● 課題 1
LEDの駆動電流についての文章では、平均電流がIQに満たないピクセルの振幅をIQより更に下げると、どうなると書かれていますか。
● 課題 2
LEDの駆動電流についての文章を、最後の文のすぐ後から書き継いでください。

● ページ
2)IQに満たない平均電流を有するピクセルについては、振幅はIQに固定され得る。これは、振幅をIQより更に下回らせることがEQEを下げることになるからである。デューティサイクルは、Di×Iampi/IQになる。
【0021】
いくつかの実施形態で、ピクセルドライバ及びインターコネクトの変更を含むがこれらに限られない、システムに対する変更は、最低限の総損失のために最適動作電流をシフトするために使用され得る。例えば、PWM信号をIamp×DiのDC電流に変更することは、インターコネクトの抵抗損失をIampi×DiからIampi×Diに低減させる。これはまた、LEDのEQEがQ点でピークに達するとしても、抵抗損失はその点を越えて平均電流とともに減少し続ける、ことを意味する。従って、特定の設計における抵抗損失の形状に対するEQE曲線の形状に応じて、最適な平均電流は、Q点から、より低い値へシフトし得る。

● 保存された行
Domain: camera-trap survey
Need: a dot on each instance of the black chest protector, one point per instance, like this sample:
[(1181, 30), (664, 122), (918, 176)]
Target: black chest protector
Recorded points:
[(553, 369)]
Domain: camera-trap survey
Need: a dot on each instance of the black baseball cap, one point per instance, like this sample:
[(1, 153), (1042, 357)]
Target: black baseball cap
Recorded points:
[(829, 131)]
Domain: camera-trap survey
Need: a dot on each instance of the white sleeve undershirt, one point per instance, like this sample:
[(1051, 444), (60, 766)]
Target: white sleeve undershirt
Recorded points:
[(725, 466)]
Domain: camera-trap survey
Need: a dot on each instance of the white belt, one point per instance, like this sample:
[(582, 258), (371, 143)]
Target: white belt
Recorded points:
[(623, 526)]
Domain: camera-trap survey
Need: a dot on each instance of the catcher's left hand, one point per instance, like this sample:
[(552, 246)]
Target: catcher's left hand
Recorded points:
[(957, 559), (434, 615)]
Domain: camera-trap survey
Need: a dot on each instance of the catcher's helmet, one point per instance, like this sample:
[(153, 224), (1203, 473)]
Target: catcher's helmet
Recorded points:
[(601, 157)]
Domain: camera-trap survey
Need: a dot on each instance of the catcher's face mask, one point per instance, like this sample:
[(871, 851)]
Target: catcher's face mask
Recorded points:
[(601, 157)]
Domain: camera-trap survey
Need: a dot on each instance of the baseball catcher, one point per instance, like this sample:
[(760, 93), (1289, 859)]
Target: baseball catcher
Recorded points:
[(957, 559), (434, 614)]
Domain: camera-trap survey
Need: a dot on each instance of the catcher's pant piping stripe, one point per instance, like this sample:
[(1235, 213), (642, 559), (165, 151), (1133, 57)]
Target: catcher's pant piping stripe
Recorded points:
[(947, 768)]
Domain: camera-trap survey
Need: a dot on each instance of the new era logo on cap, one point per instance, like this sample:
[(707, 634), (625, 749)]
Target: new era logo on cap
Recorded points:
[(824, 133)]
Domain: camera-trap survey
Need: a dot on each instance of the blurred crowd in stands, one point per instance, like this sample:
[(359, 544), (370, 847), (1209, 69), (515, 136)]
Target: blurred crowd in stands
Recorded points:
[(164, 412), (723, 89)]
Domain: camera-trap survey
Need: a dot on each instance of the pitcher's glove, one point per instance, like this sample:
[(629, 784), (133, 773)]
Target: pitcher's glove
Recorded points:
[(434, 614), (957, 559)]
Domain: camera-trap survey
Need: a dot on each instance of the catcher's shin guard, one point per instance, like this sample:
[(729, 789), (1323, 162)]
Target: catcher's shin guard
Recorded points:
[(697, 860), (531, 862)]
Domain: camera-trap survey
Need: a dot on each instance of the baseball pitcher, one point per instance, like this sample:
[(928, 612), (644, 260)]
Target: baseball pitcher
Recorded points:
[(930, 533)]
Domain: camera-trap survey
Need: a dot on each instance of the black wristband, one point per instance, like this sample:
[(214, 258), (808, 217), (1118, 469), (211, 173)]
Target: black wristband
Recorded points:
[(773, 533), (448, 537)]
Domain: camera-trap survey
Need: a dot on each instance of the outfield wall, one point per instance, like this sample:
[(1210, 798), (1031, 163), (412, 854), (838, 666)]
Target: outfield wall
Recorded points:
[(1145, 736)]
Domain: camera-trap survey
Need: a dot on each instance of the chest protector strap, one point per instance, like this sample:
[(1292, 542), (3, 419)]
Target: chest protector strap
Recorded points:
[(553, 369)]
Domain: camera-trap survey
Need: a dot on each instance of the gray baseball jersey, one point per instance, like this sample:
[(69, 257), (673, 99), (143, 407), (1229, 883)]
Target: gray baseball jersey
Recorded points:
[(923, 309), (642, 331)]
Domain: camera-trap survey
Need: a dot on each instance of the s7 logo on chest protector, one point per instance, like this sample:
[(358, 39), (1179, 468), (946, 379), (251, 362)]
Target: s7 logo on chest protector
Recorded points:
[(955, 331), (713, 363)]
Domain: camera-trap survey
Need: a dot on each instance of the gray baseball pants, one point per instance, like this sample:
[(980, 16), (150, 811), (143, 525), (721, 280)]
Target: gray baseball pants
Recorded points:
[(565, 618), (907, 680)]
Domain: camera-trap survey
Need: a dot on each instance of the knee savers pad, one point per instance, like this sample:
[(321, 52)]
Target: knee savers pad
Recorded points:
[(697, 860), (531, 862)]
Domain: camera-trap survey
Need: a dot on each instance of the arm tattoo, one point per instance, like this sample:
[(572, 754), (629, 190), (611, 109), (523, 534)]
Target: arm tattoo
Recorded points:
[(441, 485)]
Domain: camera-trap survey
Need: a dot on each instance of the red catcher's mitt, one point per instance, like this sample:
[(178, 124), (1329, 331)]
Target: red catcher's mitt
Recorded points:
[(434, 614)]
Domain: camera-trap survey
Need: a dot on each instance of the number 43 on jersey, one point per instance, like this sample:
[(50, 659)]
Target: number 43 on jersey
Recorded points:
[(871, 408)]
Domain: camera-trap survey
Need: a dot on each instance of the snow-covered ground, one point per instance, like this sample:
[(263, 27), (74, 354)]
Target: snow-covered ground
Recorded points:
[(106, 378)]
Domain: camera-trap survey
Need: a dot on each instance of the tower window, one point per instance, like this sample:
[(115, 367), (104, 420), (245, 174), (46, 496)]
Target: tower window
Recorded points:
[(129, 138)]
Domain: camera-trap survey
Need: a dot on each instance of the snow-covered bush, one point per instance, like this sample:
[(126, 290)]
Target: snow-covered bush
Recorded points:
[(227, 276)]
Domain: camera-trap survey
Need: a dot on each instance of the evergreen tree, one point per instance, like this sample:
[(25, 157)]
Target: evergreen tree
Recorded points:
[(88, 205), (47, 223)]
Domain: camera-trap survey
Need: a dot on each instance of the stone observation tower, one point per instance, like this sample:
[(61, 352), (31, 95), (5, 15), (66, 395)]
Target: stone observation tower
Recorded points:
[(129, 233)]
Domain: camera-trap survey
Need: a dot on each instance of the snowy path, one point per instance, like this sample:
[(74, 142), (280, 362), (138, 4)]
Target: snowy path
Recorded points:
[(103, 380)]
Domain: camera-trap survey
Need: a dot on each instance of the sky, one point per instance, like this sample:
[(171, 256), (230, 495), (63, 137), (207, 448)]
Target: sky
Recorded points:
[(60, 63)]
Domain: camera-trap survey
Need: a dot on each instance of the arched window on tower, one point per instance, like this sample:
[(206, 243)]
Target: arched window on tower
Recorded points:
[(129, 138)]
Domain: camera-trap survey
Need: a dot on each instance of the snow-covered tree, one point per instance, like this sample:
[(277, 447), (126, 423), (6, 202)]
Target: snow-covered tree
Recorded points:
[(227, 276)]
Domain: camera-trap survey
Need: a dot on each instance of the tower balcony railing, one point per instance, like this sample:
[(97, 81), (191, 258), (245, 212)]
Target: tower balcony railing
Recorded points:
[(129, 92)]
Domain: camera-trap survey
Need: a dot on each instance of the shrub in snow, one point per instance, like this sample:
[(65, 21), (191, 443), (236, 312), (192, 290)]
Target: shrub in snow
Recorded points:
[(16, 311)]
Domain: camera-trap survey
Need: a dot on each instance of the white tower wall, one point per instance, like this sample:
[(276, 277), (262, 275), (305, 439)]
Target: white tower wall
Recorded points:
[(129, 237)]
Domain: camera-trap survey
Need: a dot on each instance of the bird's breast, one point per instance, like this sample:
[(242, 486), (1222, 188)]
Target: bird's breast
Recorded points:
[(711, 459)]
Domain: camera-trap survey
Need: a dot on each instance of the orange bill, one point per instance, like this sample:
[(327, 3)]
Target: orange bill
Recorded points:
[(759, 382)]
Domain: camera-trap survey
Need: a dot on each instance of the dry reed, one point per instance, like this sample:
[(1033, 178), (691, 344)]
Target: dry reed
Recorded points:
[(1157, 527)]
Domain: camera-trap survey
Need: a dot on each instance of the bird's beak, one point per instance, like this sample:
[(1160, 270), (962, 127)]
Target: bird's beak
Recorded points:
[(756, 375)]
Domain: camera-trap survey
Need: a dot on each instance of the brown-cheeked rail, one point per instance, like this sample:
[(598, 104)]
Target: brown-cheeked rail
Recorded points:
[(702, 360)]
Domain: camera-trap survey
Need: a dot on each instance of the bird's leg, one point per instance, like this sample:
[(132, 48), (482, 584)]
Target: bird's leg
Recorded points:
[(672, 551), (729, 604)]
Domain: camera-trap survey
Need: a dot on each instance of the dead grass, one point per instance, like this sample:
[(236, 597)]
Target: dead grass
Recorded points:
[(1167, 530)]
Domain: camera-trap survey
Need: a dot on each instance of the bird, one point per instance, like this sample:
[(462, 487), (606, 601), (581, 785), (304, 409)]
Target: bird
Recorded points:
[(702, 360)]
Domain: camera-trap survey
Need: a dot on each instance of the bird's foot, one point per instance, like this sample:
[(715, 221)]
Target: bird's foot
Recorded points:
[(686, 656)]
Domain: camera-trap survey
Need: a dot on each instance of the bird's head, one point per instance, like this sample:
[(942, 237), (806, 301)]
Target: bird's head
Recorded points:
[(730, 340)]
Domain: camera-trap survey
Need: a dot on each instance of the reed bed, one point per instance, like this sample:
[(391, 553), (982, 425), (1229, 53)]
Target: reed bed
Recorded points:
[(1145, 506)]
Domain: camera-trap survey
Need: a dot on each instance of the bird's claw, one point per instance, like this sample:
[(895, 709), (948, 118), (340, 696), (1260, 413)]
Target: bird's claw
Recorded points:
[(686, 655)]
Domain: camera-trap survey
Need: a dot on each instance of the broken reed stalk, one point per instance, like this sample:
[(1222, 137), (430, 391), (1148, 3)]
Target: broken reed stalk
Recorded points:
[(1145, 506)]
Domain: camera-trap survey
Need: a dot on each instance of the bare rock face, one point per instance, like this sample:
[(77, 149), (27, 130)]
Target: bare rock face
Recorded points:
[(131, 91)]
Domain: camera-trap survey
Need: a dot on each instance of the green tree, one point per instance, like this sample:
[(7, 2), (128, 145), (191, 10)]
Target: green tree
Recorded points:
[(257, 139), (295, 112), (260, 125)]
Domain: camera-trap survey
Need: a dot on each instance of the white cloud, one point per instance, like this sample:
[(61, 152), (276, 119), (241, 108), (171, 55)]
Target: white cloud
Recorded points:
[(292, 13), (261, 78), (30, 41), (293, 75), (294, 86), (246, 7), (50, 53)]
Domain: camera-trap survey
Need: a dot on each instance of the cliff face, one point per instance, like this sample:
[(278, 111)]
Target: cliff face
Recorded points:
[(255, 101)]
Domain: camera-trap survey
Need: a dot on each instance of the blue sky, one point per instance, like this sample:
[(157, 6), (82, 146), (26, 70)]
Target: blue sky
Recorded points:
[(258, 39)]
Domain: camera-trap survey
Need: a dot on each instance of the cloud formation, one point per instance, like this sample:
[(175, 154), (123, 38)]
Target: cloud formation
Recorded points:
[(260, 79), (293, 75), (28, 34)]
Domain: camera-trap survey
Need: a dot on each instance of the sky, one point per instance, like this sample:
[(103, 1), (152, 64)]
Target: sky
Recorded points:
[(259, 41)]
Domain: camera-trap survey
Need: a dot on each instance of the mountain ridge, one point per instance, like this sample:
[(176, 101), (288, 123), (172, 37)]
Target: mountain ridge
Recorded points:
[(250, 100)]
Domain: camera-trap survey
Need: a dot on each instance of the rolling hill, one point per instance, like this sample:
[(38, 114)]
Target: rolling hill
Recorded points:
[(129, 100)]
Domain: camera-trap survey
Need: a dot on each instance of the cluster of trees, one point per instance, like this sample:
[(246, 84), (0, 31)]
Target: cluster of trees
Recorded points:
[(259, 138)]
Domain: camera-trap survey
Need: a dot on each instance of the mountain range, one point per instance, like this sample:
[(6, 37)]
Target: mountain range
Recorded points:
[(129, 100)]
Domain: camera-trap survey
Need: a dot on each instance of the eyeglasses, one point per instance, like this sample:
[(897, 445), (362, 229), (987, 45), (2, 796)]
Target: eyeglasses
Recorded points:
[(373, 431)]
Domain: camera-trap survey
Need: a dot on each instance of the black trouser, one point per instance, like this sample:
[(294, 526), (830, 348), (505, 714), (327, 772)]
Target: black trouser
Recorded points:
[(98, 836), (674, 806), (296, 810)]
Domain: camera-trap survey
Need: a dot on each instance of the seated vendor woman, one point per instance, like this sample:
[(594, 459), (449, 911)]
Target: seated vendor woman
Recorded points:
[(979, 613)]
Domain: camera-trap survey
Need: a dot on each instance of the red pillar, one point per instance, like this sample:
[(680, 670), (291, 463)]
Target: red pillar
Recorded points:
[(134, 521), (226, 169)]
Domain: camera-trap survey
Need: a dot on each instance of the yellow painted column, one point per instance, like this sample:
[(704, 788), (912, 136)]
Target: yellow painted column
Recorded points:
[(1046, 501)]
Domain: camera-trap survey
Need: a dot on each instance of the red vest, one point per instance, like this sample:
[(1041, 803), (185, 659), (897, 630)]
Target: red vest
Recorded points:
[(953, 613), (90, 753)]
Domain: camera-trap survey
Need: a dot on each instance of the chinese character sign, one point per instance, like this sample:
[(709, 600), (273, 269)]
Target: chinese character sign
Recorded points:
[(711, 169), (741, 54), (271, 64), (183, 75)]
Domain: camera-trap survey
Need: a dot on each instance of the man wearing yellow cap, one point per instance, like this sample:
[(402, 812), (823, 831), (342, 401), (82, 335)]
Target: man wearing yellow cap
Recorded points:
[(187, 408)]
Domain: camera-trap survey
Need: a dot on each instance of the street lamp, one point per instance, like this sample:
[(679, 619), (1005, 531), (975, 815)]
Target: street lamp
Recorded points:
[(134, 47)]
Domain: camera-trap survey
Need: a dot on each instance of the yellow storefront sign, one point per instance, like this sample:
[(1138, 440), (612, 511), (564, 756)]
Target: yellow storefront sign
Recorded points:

● 解答 1
EQEが下がることになる。

● 解答 2
【0022】
図1Bは、図1Aで見られるような個々のピクセルについてのEQE対電流密度曲線を示すLEDマトリクスアレイのための制御プロシージャ120を説明するフローチャート120である。制御プロシージャ120の実装は、LEDマトリクスアレイ内の少なくとも一部のピクセル又はピクセルのグループが、制御可能なデューティサイクルを用いて別々に給電されることを含む。制御プロシージャは、起動時に、画像が変化するときに、予め定義された時間インターバルで、又は連続的に、電力を調整するよう実装され得る。いくつかの実施形態で、PWM制御は、LEDダイへ接続された印刷回路基板上のコントローラ若しくはパワーダイによって、又はLEDダイに取り付けられた相補型金属酸化膜半導体(CMOS)若しくは他のダイ上で、外部から供給され得る。
【0023】
フローチャート120で見られるように、ステップ122で、Q点での電流以上である平均電流を有するピクセルの第1グループが識別される。ステップ124で、Q点での電流未満の平均電流を有するピクセルの第2グループが識別される。ステップ126で、選択的に変調された振幅信号は、パルス幅変調された信号の固定デューティサイクルが供給されるように、ピクセルの第1グループへ供給される。ステップ128で、振幅信号は、パルス幅変調された信号の変調されたデューティサイクルをピクセルの第2グループへ供給するよう固定される。このプロシージャは、必要に応じて繰り返され得る。
【0024】
個別的な無段ピクセル振幅調整による他の実施は、図2A及び2Bに関して記載される。マイクロLEDアレイが設けられ、1%から100%の範囲を有する画像デューティサイクル(Di、軸202)、及び変調されたデューティサイクル(Dmod、軸204)を有することができる。EQEがピーク(0.35)に達する最適な振幅IQnは、画像振幅に正規化される。簡単のために、LED損失のみが考慮される。これは、図2Aのグラフ200で表されている。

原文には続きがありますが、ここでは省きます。